BEGIN DATA TO USE

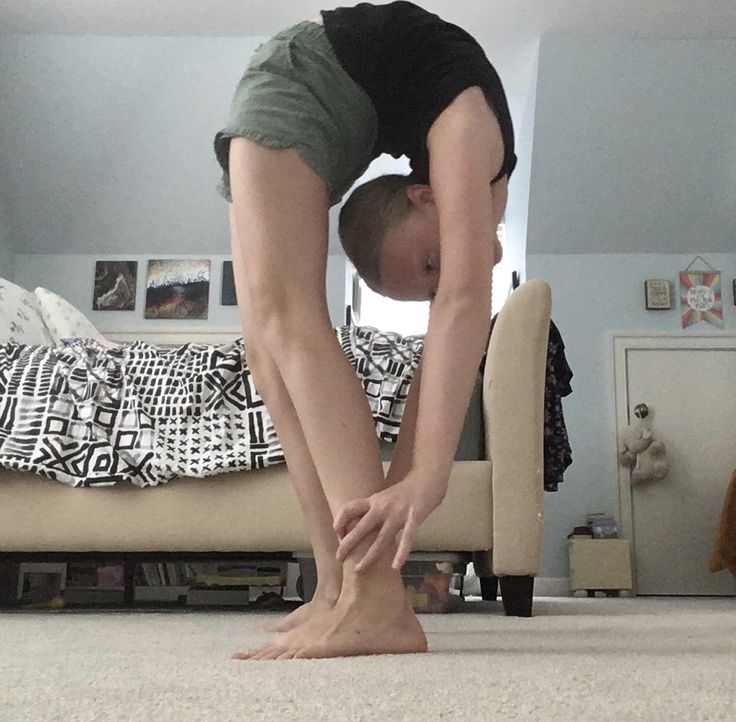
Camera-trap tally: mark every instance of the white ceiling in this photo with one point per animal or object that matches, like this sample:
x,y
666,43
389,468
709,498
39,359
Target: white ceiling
x,y
484,18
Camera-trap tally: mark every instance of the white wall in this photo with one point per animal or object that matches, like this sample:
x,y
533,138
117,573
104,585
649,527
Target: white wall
x,y
595,296
72,277
7,256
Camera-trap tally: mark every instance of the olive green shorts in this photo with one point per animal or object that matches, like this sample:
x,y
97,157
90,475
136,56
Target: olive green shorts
x,y
296,94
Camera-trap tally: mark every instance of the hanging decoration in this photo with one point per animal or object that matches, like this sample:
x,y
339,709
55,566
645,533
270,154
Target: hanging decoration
x,y
700,295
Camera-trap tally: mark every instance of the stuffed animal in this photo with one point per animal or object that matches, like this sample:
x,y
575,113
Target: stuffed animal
x,y
639,450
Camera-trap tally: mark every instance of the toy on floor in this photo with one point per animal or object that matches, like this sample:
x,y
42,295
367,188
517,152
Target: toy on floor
x,y
638,449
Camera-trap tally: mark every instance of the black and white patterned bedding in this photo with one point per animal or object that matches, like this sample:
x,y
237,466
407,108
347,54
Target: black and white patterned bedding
x,y
86,415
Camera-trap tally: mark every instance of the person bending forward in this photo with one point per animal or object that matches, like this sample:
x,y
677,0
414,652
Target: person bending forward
x,y
317,103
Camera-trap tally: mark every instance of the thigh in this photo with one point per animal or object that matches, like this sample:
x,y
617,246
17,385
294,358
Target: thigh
x,y
279,219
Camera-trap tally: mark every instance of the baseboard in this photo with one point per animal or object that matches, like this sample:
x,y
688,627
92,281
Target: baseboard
x,y
552,587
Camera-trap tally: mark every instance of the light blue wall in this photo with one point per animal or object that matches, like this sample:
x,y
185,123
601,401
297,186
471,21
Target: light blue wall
x,y
7,256
634,146
595,296
633,174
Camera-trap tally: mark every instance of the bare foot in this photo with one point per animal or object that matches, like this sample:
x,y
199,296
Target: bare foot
x,y
318,605
354,626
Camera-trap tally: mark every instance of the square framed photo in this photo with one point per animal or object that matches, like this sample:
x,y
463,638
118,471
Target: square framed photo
x,y
115,286
658,294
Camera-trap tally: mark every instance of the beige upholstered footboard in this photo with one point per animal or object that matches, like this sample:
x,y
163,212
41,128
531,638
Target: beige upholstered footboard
x,y
513,402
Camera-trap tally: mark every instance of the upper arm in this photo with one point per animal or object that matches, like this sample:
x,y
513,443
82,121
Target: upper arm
x,y
466,150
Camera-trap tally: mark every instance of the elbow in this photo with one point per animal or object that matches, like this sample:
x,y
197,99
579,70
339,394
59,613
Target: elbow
x,y
465,302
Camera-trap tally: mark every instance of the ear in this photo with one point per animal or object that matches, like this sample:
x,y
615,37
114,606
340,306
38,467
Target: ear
x,y
419,194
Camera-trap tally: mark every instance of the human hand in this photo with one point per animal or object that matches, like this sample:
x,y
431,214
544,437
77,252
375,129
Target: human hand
x,y
403,506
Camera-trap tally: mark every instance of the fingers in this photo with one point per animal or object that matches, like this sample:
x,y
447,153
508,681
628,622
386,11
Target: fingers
x,y
351,510
405,543
385,537
353,537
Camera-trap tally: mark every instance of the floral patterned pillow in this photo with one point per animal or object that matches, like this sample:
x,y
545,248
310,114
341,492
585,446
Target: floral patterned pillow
x,y
64,320
20,317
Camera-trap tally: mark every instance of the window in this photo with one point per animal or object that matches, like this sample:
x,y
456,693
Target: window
x,y
409,317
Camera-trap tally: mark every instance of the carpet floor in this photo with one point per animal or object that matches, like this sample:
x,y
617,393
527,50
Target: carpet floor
x,y
600,659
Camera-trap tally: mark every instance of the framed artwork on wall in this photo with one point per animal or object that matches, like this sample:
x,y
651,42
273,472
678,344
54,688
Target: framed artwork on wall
x,y
115,284
657,294
178,289
700,295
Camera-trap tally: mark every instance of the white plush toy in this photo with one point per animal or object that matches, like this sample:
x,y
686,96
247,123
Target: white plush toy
x,y
639,450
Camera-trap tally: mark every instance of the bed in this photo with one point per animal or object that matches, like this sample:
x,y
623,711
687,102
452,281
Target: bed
x,y
492,512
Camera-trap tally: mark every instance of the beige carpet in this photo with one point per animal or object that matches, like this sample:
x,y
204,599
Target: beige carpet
x,y
592,659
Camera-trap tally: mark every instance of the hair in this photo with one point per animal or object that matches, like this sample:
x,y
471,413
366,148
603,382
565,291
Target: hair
x,y
368,214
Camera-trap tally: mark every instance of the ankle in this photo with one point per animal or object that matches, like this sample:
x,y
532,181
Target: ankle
x,y
328,592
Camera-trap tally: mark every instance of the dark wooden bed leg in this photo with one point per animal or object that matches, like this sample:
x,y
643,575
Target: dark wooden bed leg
x,y
517,594
483,566
489,588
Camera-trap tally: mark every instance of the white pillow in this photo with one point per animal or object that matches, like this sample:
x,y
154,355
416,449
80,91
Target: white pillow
x,y
64,320
20,317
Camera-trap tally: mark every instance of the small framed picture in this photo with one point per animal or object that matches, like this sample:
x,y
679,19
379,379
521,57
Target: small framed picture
x,y
657,294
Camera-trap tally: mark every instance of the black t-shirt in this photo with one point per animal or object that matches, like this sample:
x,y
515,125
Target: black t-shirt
x,y
412,64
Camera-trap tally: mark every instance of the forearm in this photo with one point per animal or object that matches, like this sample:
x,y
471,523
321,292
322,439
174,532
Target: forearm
x,y
454,345
402,458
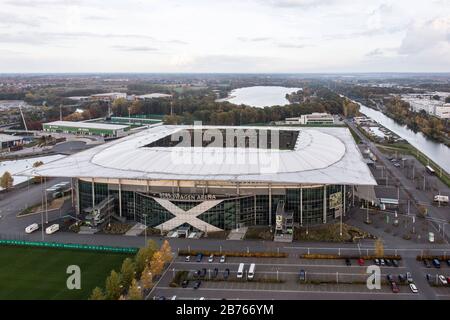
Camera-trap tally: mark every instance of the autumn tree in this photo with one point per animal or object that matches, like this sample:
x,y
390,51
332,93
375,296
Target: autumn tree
x,y
144,256
166,251
135,292
6,181
97,294
112,286
157,263
379,248
127,273
147,278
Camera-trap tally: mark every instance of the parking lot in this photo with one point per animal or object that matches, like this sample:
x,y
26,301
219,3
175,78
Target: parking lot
x,y
278,278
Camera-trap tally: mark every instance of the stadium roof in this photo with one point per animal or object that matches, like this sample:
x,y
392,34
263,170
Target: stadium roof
x,y
87,125
320,156
8,138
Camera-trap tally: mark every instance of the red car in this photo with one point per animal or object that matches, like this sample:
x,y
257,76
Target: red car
x,y
394,287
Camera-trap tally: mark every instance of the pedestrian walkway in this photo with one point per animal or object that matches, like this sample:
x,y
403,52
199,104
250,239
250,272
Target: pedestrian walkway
x,y
237,234
136,230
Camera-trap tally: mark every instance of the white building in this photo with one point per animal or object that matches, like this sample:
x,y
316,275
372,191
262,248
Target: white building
x,y
313,118
443,112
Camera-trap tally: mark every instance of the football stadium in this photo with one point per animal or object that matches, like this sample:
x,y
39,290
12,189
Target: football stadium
x,y
214,178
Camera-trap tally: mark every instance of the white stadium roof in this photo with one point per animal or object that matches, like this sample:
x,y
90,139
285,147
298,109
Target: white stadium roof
x,y
320,156
87,125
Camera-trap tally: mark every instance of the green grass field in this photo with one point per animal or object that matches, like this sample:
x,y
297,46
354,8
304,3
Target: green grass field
x,y
40,273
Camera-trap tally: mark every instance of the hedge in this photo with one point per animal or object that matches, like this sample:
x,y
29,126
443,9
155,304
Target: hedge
x,y
335,256
234,254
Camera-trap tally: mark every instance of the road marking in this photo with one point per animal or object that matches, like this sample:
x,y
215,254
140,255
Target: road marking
x,y
296,291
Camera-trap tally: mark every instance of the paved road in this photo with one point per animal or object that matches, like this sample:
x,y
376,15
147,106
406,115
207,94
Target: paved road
x,y
287,269
419,196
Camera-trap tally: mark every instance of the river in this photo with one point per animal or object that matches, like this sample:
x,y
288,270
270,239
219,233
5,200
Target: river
x,y
438,152
260,96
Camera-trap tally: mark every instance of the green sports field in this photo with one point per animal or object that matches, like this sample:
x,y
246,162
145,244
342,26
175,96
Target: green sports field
x,y
40,273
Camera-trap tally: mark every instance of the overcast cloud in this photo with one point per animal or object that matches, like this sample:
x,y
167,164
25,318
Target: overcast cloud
x,y
224,36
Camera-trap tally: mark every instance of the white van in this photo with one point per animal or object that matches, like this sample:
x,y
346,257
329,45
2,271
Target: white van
x,y
240,271
251,271
31,228
52,229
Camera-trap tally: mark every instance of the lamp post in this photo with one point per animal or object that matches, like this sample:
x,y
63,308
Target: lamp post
x,y
145,230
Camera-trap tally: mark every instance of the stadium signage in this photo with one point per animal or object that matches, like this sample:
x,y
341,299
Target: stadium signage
x,y
178,196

END DATA TO USE

● WHAT TO PRODUCE
Reproduce the records above exactly, starting with the line that contains "Target: river" and ending with the last line.

● OUTPUT
Target: river
x,y
438,152
260,96
Camera-trap tally: mark every instance of the green sports field in this photo with one point per animal or object that matches, like this sample:
x,y
246,162
145,244
342,26
175,96
Target: green sports field
x,y
40,273
Camera-trap tally: mark every instance of the overcast cloud in this photo with one point per animal or object that matches, like this sample:
x,y
167,164
25,318
Target: overcast cloud
x,y
224,36
Camera-trap tally: mark every instance of the white van in this photo with one point per animal or object that matches, like this sample:
x,y
346,257
329,45
2,271
Target: white van
x,y
240,271
251,271
31,228
52,229
Camera-trap tally: mark every instance of the lamp post in this photo with one point per animal or object that matches, like this sample:
x,y
63,308
Target: lamp post
x,y
145,230
Camera-trap tally: mark every instance of the stadium signage in this photo with one point per animal or object that matches, like this sample:
x,y
341,299
Target: stadium signage
x,y
178,196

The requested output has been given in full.